• Directive:
Please answer from the passage on the zeta-function integral: for which values of n does the guessed form appear to break down?

-- start Passage --

For integer values Wolfram Alpha gave me solutions to the integral in the form on the right hand side, so I guessed the form.

It appears to break down when $n$ is less than around $-\frac12$. $\zeta(s,a)$ and $\zeta(s)$ are the Hurwitz zeta and Riemann zeta functions. $H_n$ are the harmonic numbers.

How can we prove it?


Additional info

In order to obtain the closed form for integer $n$, in Wolfram Alpha, we can first rewrite it in terms of the Polygamma function.

First change the zeta function to Bernoulli Polynomials for easier manipulation.

$$\begin{align} &\frac{1}{\left(n-1\right)!}\int_{0}^{1}\zeta\left(1-n,1-t\right)\ln\Gamma\left(t\right)dt \\=& \ -\frac{1}{n!}\int_{0}^{1}B_n\left(1-t\right)\ln\Gamma\left(t\right)dt \\=& \ \frac{1}{n!}\int_{0}^{1}n\left(1-t\right)^{n-1}\ln\Gamma\left(t\right)dt-\frac{1}{n!}\int_{0}^{1}B_n\left(2-t\right)\ln\Gamma\left(t\right)dt \end{align}$$

This result can actually be generalized a bit by introducing the variable $a$.

$$\begin{align} &\frac{1}{n!}\int_{0}^{a}n\left(a-t\right)^{n-1}\ln\Gamma\left(t\right)dt-\frac{1}{n!}\int_{0}^{1}B_n\left(a+1-t\right)\ln\Gamma\left(t\right)dt \\=& \ \psi^{(-n-1)}\left(a\right)-\frac{1}{n!}\int_{0}^{1}B_n\left(a+1-t\right)\ln\Gamma\left(t\right)dt \end{align}$$

where $\psi^{(s)}(a)$ is the polygamma function. Here we are using this definition for negative order. Next we can utilize the definition of the bernoulli polynomials to obtain.

-- end Passage --
-- start Excerpted records --

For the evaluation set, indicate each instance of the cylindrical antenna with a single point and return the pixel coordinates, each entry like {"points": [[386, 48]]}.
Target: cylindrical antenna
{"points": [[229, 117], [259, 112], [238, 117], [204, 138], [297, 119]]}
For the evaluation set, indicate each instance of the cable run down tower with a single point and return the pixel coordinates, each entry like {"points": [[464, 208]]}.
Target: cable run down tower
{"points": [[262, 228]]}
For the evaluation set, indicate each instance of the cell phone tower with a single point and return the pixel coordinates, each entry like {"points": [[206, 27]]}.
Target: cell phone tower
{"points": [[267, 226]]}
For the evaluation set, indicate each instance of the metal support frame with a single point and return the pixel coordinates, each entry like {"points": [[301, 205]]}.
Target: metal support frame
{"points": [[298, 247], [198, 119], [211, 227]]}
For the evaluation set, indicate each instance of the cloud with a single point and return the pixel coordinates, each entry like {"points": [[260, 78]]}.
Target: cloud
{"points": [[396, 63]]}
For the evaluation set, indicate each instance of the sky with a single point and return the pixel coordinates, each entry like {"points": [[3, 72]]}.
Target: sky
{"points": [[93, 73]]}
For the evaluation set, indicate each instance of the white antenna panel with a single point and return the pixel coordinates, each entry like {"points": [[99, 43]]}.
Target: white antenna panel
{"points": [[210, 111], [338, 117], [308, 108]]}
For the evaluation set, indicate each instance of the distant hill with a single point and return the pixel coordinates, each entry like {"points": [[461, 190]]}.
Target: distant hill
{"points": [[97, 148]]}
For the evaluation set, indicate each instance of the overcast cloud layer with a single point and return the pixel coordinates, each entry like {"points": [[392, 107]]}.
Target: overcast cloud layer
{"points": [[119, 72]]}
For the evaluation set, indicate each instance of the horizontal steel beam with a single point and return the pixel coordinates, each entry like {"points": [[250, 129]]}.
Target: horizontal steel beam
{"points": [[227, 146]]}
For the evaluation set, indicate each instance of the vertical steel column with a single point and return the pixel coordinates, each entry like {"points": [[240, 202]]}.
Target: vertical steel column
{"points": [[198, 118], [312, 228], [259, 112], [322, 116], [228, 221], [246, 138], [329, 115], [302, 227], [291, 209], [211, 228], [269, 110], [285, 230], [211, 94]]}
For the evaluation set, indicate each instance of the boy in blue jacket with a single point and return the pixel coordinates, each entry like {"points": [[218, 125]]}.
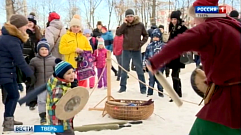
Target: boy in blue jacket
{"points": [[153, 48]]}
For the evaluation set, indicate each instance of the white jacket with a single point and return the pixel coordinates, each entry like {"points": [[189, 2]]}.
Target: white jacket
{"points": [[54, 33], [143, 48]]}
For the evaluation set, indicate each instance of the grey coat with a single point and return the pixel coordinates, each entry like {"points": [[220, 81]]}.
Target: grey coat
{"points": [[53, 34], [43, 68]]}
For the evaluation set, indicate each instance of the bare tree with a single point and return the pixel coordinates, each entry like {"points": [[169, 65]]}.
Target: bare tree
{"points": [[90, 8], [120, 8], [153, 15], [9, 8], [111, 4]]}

-- end Excerpted records --
-- start Excerpted records --

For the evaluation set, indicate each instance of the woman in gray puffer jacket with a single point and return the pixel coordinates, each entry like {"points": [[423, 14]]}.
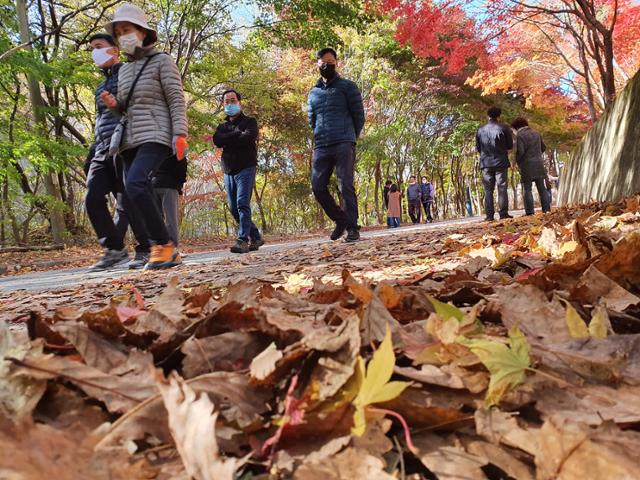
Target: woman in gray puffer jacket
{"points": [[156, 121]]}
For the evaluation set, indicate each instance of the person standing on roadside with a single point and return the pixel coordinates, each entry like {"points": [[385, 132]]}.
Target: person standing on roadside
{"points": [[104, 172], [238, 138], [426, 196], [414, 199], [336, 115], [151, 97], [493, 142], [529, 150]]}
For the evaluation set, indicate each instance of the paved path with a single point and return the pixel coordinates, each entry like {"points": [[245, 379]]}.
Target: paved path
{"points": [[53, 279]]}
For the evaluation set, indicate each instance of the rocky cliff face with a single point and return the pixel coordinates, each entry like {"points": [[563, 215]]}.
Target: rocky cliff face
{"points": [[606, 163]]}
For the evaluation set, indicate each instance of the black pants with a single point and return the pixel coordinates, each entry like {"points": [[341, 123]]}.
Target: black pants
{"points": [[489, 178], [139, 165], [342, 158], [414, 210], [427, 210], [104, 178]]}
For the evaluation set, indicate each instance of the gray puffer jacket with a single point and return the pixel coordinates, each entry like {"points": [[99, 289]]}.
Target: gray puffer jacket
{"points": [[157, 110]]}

-- end Excerpted records --

• Result for this exercise:
It appears to break down when n is less than around −1/2.